- **Texto del ejercicio**
::::::::::
Es el “tiempo simultáneo” que fija al hombre, equivalente su designación a ese hálito que recorre toda la novela: digamos “Pedro Páramo” y he ahí a esa “Piedra Desamparada” en medio de alturas frías y devastadoras, solitario en obras y concentrado en pensamientos, cacique y patrón de destinos y caudales, padre de tantos hijos como deseos lo arrasaron, y jefe de tantos vasallos como ímpetus lo impulsaron, pero sobre todo —y he ahí la razón capital de su existencia— el niño remoto a quien le arrebataron a la niña de sus ojos: Susana San Juan.
Uno de los más eminentes admiradores de Juan Rulfo, su coterráneo Carlos Fuentes, lo advierte muy bien en un capítulo de su libro de ensayos La gran novela latinoamericana al retratar al personaje Pedro Páramo tal cual es: “…señor de horca y cuchillo, amo de vidas y haciendas, dueño de una voluntad que impera sobre la fortuna de los demás (…), profeta armado del capricho y la crueldad impunes (…), tiene una falla secreta (…), Susana San Juan, con la que soñó de niño, encerrado en el baño, con la que voló cometas y se bañó en el río”.
::::::::::
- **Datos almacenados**
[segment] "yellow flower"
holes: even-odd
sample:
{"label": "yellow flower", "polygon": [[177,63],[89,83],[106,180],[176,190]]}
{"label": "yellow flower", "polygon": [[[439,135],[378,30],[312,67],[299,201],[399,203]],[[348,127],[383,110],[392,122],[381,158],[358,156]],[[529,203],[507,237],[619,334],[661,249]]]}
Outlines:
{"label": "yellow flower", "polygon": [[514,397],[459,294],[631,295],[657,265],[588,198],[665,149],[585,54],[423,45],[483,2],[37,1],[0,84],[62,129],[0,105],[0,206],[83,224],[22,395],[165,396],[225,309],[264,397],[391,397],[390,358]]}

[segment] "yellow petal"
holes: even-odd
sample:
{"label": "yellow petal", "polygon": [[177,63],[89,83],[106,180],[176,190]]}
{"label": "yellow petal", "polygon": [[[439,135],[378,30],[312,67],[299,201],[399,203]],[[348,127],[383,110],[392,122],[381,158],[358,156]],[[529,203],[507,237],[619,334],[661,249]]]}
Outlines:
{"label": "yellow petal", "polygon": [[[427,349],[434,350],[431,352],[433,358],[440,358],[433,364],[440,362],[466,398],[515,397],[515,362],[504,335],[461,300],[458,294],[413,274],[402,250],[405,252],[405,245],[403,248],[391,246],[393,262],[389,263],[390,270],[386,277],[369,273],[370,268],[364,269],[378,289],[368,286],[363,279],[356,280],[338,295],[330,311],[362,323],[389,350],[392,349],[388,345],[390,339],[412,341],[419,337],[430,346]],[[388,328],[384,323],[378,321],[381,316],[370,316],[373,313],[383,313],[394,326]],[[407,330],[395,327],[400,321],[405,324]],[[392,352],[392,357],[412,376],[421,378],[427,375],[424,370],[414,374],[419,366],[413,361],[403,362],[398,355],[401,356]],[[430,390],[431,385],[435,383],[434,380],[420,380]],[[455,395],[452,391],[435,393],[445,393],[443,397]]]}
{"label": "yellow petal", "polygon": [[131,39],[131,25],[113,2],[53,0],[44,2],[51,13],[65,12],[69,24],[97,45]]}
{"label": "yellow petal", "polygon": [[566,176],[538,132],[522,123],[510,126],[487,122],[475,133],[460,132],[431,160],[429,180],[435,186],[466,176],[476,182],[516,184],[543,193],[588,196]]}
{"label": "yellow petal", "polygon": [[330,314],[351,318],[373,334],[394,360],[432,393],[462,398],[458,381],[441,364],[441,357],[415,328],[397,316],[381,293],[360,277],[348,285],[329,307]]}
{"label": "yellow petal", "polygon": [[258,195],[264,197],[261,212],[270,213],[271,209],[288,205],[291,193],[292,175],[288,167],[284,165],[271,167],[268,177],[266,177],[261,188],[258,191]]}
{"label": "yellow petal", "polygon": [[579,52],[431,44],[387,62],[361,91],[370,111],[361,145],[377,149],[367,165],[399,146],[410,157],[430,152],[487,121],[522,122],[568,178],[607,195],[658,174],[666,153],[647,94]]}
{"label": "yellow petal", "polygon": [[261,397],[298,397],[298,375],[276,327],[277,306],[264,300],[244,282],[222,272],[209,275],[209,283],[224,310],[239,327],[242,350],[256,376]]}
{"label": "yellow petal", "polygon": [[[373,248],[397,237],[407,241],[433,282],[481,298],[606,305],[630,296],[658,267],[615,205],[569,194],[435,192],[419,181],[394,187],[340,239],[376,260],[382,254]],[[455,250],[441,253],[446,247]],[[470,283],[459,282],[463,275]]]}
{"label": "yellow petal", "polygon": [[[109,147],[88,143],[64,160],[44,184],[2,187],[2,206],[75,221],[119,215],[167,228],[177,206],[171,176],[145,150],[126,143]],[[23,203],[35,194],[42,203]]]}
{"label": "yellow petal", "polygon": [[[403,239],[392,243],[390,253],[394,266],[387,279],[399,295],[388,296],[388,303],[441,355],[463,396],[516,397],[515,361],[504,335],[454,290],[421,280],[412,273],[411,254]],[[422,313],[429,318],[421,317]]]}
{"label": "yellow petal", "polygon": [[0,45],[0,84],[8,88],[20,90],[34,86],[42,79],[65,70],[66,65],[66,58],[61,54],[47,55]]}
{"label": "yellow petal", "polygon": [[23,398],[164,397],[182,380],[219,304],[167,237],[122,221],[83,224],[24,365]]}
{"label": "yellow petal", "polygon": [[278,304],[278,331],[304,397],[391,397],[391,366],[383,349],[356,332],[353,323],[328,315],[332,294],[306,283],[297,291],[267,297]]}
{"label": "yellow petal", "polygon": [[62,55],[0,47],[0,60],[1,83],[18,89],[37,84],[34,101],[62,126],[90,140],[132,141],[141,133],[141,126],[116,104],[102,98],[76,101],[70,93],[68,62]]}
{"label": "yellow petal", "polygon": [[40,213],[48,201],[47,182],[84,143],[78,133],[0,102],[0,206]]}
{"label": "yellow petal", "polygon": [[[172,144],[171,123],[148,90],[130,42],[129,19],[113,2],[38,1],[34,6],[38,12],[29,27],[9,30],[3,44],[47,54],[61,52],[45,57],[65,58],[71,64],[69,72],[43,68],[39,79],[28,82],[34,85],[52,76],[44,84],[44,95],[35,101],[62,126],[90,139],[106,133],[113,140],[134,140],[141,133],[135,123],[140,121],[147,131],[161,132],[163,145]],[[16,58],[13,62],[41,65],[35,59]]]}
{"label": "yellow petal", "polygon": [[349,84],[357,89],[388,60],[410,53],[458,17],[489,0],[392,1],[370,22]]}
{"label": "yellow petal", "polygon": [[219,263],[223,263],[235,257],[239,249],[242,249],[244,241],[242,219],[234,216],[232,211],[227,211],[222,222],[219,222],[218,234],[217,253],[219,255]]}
::::::::::
Imprima de forma íntegra y sin ninguna alteración el texto del ejercicio sobre Pedro Páramo.

Es el “tiempo simultáneo” que fija al hombre, equivalente su designación a ese hálito que recorre toda la novela: digamos “Pedro Páramo” y he ahí a esa “Piedra Desamparada” en medio de alturas frías y devastadoras, solitario en obras y concentrado en pensamientos, cacique y patrón de destinos y caudales, padre de tantos hijos como deseos lo arrasaron, y jefe de tantos vasallos como ímpetus lo impulsaron, pero sobre todo —y he ahí la razón capital de su existencia— el niño remoto a quien le arrebataron a la niña de sus ojos: Susana San Juan.
Uno de los más eminentes admiradores de Juan Rulfo, su coterráneo Carlos Fuentes, lo advierte muy bien en un capítulo de su libro de ensayos La gran novela latinoamericana al retratar al personaje Pedro Páramo tal cual es: “…señor de horca y cuchillo, amo de vidas y haciendas, dueño de una voluntad que impera sobre la fortuna de los demás (…), profeta armado del capricho y la crueldad impunes (…), tiene una falla secreta (…), Susana San Juan, con la que soñó de niño, encerrado en el baño, con la que voló cometas y se bañó en el río”.